Work required :: Transcribe all the entries word for word, but omit the images.

[Some records]
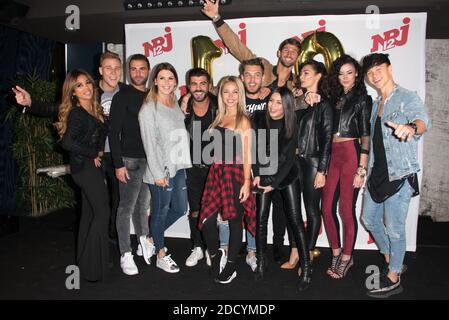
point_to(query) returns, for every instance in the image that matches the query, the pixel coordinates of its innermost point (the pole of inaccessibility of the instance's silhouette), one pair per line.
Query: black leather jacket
(51, 109)
(315, 131)
(287, 169)
(84, 138)
(352, 116)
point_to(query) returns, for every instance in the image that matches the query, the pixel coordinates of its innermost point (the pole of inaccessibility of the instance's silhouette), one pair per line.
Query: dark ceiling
(103, 20)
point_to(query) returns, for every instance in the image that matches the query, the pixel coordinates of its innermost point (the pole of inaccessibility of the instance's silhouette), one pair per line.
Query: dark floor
(34, 260)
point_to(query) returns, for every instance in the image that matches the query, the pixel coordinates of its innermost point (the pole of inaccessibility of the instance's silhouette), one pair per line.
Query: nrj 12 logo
(159, 45)
(391, 38)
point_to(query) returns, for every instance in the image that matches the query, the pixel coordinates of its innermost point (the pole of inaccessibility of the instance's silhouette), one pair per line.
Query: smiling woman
(83, 132)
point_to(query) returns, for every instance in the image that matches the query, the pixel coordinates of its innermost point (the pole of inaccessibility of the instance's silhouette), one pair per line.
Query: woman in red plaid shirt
(228, 185)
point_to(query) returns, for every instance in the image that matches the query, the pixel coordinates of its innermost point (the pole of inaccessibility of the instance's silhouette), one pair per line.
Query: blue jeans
(167, 206)
(223, 229)
(386, 222)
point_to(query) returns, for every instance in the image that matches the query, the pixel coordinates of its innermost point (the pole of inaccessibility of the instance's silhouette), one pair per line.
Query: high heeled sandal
(342, 268)
(289, 266)
(334, 263)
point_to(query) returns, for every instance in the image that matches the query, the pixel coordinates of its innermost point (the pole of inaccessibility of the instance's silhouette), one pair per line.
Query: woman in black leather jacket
(81, 128)
(349, 158)
(314, 143)
(282, 173)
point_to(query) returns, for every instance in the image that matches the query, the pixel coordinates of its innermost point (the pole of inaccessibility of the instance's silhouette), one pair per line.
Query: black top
(84, 138)
(124, 134)
(315, 131)
(194, 122)
(352, 115)
(379, 186)
(283, 165)
(254, 106)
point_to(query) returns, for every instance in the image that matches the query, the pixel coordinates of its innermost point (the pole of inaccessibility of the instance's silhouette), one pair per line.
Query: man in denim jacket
(398, 120)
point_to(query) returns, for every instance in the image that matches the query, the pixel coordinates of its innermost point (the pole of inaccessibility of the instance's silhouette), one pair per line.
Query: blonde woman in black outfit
(81, 128)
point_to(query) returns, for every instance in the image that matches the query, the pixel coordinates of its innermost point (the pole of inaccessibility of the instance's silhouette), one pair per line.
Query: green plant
(35, 145)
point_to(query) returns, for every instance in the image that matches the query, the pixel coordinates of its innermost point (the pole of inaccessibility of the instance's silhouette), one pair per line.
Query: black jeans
(196, 179)
(312, 199)
(111, 179)
(93, 248)
(290, 196)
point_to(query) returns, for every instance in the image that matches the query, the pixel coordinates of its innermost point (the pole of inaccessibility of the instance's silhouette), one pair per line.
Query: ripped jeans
(167, 206)
(386, 222)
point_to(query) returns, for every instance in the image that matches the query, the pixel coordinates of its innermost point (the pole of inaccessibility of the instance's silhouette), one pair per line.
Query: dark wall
(21, 53)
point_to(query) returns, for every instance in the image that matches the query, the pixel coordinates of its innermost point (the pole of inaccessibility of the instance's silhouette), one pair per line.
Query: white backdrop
(402, 35)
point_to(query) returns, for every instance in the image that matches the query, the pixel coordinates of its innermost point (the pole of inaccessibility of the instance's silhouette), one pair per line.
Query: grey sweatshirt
(165, 140)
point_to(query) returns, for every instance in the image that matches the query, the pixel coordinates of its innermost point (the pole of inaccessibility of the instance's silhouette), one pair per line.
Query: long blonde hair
(241, 106)
(69, 101)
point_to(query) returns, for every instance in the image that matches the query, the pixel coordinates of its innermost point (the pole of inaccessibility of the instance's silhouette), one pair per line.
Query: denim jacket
(402, 106)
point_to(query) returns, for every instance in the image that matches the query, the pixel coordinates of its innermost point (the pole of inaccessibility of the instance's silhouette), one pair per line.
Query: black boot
(306, 278)
(228, 274)
(279, 254)
(261, 267)
(214, 269)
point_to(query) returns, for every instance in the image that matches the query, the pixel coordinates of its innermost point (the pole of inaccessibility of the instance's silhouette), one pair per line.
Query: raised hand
(402, 131)
(210, 8)
(22, 96)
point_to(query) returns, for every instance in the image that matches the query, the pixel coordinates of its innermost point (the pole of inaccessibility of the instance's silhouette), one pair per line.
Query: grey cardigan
(165, 140)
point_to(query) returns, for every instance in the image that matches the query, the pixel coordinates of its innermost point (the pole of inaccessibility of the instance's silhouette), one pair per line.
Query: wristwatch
(413, 126)
(361, 171)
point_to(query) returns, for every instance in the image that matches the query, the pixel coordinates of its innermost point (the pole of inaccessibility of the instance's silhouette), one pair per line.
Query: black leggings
(312, 198)
(292, 207)
(93, 247)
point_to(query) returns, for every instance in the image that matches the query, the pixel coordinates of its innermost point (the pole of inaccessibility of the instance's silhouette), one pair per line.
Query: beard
(139, 82)
(201, 99)
(285, 64)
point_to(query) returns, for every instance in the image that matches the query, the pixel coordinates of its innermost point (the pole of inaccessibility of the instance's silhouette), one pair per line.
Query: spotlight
(155, 4)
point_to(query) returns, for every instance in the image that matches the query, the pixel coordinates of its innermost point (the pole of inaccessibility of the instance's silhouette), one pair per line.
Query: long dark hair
(152, 93)
(318, 67)
(288, 103)
(336, 88)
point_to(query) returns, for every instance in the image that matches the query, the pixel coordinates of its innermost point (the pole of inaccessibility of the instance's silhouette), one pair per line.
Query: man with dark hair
(398, 120)
(128, 156)
(200, 113)
(274, 76)
(251, 73)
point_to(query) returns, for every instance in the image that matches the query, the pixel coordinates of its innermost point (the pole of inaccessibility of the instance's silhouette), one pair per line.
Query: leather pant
(290, 196)
(312, 198)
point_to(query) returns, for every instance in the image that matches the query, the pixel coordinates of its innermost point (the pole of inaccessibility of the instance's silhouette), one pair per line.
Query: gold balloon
(204, 51)
(325, 43)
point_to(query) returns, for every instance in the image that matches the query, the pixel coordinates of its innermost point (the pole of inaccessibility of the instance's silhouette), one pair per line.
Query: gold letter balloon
(204, 51)
(325, 43)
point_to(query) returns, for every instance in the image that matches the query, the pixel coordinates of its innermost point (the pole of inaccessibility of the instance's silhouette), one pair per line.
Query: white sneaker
(195, 256)
(167, 264)
(223, 259)
(139, 250)
(147, 249)
(208, 261)
(128, 265)
(252, 262)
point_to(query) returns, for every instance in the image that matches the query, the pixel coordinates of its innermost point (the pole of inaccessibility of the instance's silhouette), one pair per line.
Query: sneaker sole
(384, 295)
(168, 271)
(232, 277)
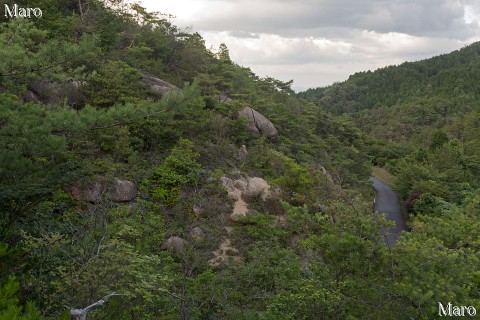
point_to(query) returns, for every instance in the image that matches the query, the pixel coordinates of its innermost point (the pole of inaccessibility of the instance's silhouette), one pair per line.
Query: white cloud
(320, 42)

Correct answer ::
point_to(query) returns, for every instance in the image that matches the query, the pixel coordinates of its innermost point (the pole of inaccessibility of the instance's silhouette), one pair per line.
Query: black leather jacket
(51, 109)
(315, 131)
(287, 169)
(84, 138)
(352, 116)
point_to(query) returns, for every instance in the image that matches the query, the pixel coordinates of its innermost point (the pole of inaccessibility of the instance's silhouette), one pair per line.
Query: dark ceiling
(103, 20)
point_to(query) returns, for every instance in the image that matches the query, the pixel coordinates of its innermost point (the pole of inaccessibility of the instance's silhouette), one pair per line.
Query: dark floor
(34, 260)
point_to(query) returns, for every instance in the image that matches the query, the pixel coordinates of its innermost point (the pole of inaccessibility of the instance's silhouette), one pair per line.
Query: nrj 12 logo
(159, 45)
(391, 38)
point_to(query) returns, for every instance in the image that matches the query, the pixel coordinates of its innermost point (the pole of inaccessibility of the instance's silhouette), one pair per line.
Query: smiling woman
(83, 132)
point_to(query) returns, for every instance in the image that matches the query, the pixel coordinates of its innermost point (the pole of inaccessibility of the instance's silhouette), one pair per line.
Query: woman in red plaid shirt
(228, 185)
point_to(query) returns, for every instance in the image that matches the query, the pixel coordinates of its innermost point (the pole of inaccessibility of the instance's silhouette), one pair per line.
Query: blue jeans
(167, 206)
(223, 229)
(386, 222)
point_to(query) returns, for every instance in the image that matches the query, the pixel coordinates of its innermost point (the pole of inaccessibility of the instance's silhouette), one pair per line.
Query: high heeled sandal
(342, 268)
(289, 266)
(334, 263)
point_to(query) returns, for every instance in the image that matches the query, the pixel coordinates of its innermost point (the pole of inaccessibility of the instance's silhouette), one pair per line.
Query: woman in black leather jacket
(81, 128)
(349, 158)
(314, 143)
(282, 173)
point_to(query) returns, for every instance in the image that matches the query, the pixel coordinates of its innermost point (the pole of inaccessibility of the instance's silhouette), one pair per line.
Query: black top
(84, 138)
(124, 134)
(315, 131)
(194, 122)
(352, 115)
(379, 186)
(283, 165)
(254, 106)
point_to(query) returns, for every instance in the image that matches the query, the pixel coordinates of its innermost point (the pole of inaccessibility of the instance's silhouette), one pair per line.
Query: man in denim jacket
(398, 120)
point_to(query) returns, for every instance in the image that matches the query, the pixel coordinates of its innermost point (the pole of inaccessibility of the instance's silhouette), one pair per line.
Query: blonde woman in black outfit
(81, 128)
point_to(query) returns, for every instance in the image that matches the query, the pixel coordinates of its innermost point (the pole of inaccessibility of the instance's silhouette), one pair per line.
Query: green plant
(35, 145)
point_to(query) returns, for every instance in the image that matches the query, the pixel coordinates of its innermost point (the pole of inaccessibility of the instance's silhouette), one pair per line.
Query: black jeans
(196, 179)
(312, 199)
(111, 179)
(93, 248)
(290, 196)
point_to(query) returns, for every instance in the image that matches the query, the pixel coordinates of its innermost point (the pole of inaccessibility of the instance's silhouette), one pair per line.
Query: ripped jeans
(167, 206)
(386, 222)
point_to(query) returns, for every instance in the image that matches the query, the pixel coordinates of its innermost point (the pole of inaccessibility of the instance's silhouette), one pair per line.
Query: dark wall
(21, 53)
point_to(query) returns, for every instance in the image that matches the query, the pixel coordinates of its innermost point (the pole of inaccessibility of the instance's silhouette), one pair per line.
Query: white backdrop
(402, 35)
point_to(query) returns, for every instance in the image that matches the query, the pixel coordinates of its innermost point (the pole of inaccessibility of the instance's silhouette), one pair per line.
Query: grey sweatshirt
(165, 140)
point_to(query) returns, for every instance in the image that matches the query, the pixel coordinates of its innermost point (the pole of inaccessibility of the instance's silhouette), one pair per line.
Query: long blonde hair
(241, 106)
(69, 101)
point_to(query) returns, for every instance in the image that matches the query, the pixel coordinates of its innermost point (the pole of inaccessibility of the instance's silhouette), one pair per line.
Query: denim jacket
(402, 106)
point_to(query) returns, for every instance in the image that matches the query, the pixel coordinates of its innermost point (the pole of inaccessibility of the instance's silhouette), one pair per line.
Query: black boot
(306, 278)
(228, 274)
(279, 254)
(261, 267)
(214, 269)
point_to(query) returns, for every instance in the image that matches the query, the pixel coordinates of its innermost point (the pole of inaccessibility of the instance's silhouette), one pair per line.
Query: raised hand
(402, 131)
(210, 8)
(22, 96)
point_to(query) returns, for every instance in the image that matches the query, the pixel coordinates of its innermost point (the pole of inaccessibility of the instance's silhouette), one pair per line.
Query: grey cardigan
(165, 140)
point_to(query) returns, for every instance in the image that matches the query, the pixel coordinates of its innermost point (the pole of inaccessibility of the instance's silhouette), one pair per line.
Query: wristwatch
(413, 126)
(361, 171)
point_to(query) returns, for every instance in the image that matches the query, the pixel coordinates of its innermost point (the pole of inaccessibility of the instance's silhouette), one pair per line.
Query: black leggings
(312, 198)
(292, 207)
(93, 247)
point_to(query) returns, for every instance in the image that matches the query, the pixel coordinates of its innermost point (the pole of inaccessibility of the instance's silhouette), one pair per line.
Query: beard
(139, 82)
(201, 99)
(285, 64)
point_to(query) returns, for every instance in the image that matches the query, the pixel coordinates of its innermost point (the pole of inaccessibility of the instance's silhouette), one pair per line.
Query: spotlight
(155, 4)
point_to(query) returns, for every instance in the image that matches the query, the pixel coordinates of its innermost point (the pole of inaccessibility of the instance's silhouette), one pair per line.
Query: long dark hair
(152, 93)
(318, 67)
(288, 103)
(336, 88)
point_to(query) returns, for every instance in the image that matches the query, the pixel coordinates of its innermost point (the pole of inaccessibility of the instance's silhouette), one pair per line.
Query: man with dark hair
(398, 120)
(128, 156)
(200, 113)
(274, 76)
(251, 73)
point_to(query) returns, for every instance in the image that matches the query, the pixel coordinates of its innermost point (the pole of inaccessibility of the instance's silhouette), one pair per line.
Query: leather pant
(290, 196)
(312, 198)
point_to(query) returns, for every instance in the image that matches the query, the pixel coordinates of its innermost point (the pole of inaccessibility of the instance's silhouette), one pair per line.
Query: gold balloon
(204, 51)
(325, 43)
point_to(query) returns, for every instance in the image that matches the query, the pixel coordinates of its innermost point (the pole of inaccessibility of the instance's silhouette), one pair per line.
Query: gold letter balloon
(204, 51)
(325, 43)
point_to(query) returns, for every instance in the image that matches the query, the pixel coordinates of its innermost point (the pole of inaccessibility of the instance's silhouette), one pair per line.
Query: white sneaker
(195, 256)
(167, 264)
(223, 259)
(139, 250)
(147, 249)
(208, 261)
(128, 265)
(252, 262)
point_to(query) returns, for every instance in the image that matches the query, the pixel coordinates of its innermost point (the pole of inaccessibility of the instance's silhouette), one pair per line.
Query: sneaker sole
(384, 295)
(168, 271)
(232, 277)
point_to(query) returns, for every instance in the image that matches the query, the pixel coordinates of its innermost point (the pole of inaccessibility of the instance's silhouette), one pair per line.
Query: white cloud
(320, 42)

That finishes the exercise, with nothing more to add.